To do: Reproduce the material below word for word, from its very first line through the line that contains "(1156, 767)", with both ends included.

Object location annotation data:

=-=-=-=-=

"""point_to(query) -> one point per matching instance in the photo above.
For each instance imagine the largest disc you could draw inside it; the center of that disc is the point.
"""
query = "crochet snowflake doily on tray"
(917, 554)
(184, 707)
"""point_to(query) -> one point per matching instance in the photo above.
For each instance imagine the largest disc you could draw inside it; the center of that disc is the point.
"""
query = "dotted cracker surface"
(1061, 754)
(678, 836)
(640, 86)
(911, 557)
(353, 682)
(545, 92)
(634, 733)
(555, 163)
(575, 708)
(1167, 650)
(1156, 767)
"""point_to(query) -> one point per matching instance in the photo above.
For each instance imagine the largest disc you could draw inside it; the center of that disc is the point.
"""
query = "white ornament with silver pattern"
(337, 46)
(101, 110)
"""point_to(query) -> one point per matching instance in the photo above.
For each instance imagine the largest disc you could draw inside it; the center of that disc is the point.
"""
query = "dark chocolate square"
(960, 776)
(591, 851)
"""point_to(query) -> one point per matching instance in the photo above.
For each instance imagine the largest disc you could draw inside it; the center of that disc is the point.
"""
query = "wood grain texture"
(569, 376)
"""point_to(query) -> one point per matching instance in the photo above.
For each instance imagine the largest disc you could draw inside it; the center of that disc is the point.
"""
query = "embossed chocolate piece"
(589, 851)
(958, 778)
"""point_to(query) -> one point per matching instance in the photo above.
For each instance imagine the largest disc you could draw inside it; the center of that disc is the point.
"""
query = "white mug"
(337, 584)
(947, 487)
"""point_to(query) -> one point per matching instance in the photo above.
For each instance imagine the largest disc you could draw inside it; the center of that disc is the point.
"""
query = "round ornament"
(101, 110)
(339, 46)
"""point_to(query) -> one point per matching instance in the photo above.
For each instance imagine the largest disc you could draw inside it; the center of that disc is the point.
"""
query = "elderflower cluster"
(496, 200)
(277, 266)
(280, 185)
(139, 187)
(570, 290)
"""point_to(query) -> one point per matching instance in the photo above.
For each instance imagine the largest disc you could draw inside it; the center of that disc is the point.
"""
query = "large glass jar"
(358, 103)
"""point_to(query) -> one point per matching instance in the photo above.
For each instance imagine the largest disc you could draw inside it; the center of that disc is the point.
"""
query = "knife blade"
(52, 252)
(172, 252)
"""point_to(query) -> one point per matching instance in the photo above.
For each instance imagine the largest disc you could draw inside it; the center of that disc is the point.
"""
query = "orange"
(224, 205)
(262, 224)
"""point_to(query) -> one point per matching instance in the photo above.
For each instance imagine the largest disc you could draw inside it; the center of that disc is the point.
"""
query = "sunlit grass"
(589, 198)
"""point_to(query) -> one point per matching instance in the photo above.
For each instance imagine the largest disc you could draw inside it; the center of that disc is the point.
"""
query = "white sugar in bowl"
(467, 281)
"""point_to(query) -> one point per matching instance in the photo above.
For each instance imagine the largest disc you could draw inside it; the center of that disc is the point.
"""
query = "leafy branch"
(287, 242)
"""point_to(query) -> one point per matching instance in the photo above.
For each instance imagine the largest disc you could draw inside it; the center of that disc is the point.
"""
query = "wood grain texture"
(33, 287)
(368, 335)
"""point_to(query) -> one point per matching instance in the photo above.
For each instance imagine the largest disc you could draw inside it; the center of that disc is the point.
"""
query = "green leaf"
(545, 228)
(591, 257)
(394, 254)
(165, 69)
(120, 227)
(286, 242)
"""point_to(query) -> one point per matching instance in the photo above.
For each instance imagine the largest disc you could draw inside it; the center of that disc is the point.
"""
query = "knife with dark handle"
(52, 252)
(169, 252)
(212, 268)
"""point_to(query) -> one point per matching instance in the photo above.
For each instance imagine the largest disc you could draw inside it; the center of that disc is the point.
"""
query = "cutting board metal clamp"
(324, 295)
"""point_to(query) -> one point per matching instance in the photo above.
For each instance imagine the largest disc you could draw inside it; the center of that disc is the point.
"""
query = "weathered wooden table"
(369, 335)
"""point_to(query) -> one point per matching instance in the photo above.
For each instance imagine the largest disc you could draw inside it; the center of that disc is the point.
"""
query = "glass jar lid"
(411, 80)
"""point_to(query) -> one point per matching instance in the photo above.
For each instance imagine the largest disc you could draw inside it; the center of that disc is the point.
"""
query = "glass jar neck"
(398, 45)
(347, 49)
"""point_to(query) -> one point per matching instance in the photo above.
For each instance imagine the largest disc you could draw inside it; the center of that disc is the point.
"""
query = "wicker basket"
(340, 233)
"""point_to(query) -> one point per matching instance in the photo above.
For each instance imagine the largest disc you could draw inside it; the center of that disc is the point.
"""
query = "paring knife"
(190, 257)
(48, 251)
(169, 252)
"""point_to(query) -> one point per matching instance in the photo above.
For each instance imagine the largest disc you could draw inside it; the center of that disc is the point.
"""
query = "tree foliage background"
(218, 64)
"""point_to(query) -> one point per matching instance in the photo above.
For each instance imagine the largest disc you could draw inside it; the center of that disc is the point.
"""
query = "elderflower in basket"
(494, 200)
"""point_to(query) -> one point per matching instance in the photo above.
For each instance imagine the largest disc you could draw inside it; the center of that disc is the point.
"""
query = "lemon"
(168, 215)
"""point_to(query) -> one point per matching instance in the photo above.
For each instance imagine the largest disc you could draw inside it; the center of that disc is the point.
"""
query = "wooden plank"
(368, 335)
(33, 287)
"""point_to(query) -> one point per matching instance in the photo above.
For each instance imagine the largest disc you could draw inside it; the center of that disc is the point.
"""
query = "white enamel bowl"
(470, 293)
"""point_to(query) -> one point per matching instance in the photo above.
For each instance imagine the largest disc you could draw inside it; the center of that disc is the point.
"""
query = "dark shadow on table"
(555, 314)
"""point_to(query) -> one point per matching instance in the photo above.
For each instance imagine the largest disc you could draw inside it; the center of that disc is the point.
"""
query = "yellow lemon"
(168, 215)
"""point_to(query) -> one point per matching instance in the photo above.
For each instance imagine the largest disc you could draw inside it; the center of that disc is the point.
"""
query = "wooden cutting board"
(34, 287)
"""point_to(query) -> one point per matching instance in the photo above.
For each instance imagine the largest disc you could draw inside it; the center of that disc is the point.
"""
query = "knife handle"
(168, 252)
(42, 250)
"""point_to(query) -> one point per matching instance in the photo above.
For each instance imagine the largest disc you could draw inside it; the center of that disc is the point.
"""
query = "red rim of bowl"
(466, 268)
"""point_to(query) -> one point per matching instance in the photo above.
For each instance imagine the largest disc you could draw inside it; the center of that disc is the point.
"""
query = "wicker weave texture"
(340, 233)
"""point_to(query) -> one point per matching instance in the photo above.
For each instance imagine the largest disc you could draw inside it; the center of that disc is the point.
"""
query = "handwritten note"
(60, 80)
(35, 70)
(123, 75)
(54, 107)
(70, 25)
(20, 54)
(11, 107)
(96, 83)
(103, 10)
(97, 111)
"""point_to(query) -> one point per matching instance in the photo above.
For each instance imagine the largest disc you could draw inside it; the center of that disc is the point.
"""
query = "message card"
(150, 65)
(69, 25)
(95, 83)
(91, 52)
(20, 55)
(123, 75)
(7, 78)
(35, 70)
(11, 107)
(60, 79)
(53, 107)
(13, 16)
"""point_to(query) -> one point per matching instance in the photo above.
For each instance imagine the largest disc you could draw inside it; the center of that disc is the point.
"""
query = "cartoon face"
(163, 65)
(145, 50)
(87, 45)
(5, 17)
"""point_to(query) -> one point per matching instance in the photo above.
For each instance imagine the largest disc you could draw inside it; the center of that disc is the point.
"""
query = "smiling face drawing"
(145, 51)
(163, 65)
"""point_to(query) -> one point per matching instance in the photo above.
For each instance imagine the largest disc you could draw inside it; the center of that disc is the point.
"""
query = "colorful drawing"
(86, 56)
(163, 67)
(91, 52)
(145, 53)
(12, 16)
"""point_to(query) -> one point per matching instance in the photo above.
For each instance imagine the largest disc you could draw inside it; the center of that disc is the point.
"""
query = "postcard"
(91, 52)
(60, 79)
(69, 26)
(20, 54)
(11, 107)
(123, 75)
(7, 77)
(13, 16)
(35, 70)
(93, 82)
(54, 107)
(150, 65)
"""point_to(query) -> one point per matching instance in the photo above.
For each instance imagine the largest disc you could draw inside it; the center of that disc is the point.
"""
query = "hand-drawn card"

=-=-=-=-=

Output of the task:
"""point_to(query) -> one point per matching instance in the photo above.
For each instance imagine the largest disc you could draw inside it; the center of that disc is the point.
"""
query = "crochet snowflake doily on tray"
(917, 554)
(184, 707)
"""point_to(query) -> one point per matching instance in the photo above.
For each instance imagine the largest disc you could draw inside it; the center of that disc is the point.
"""
query = "dotted cracker surface"
(1061, 754)
(678, 836)
(640, 86)
(911, 557)
(353, 682)
(545, 92)
(634, 733)
(555, 163)
(575, 708)
(1167, 650)
(1156, 767)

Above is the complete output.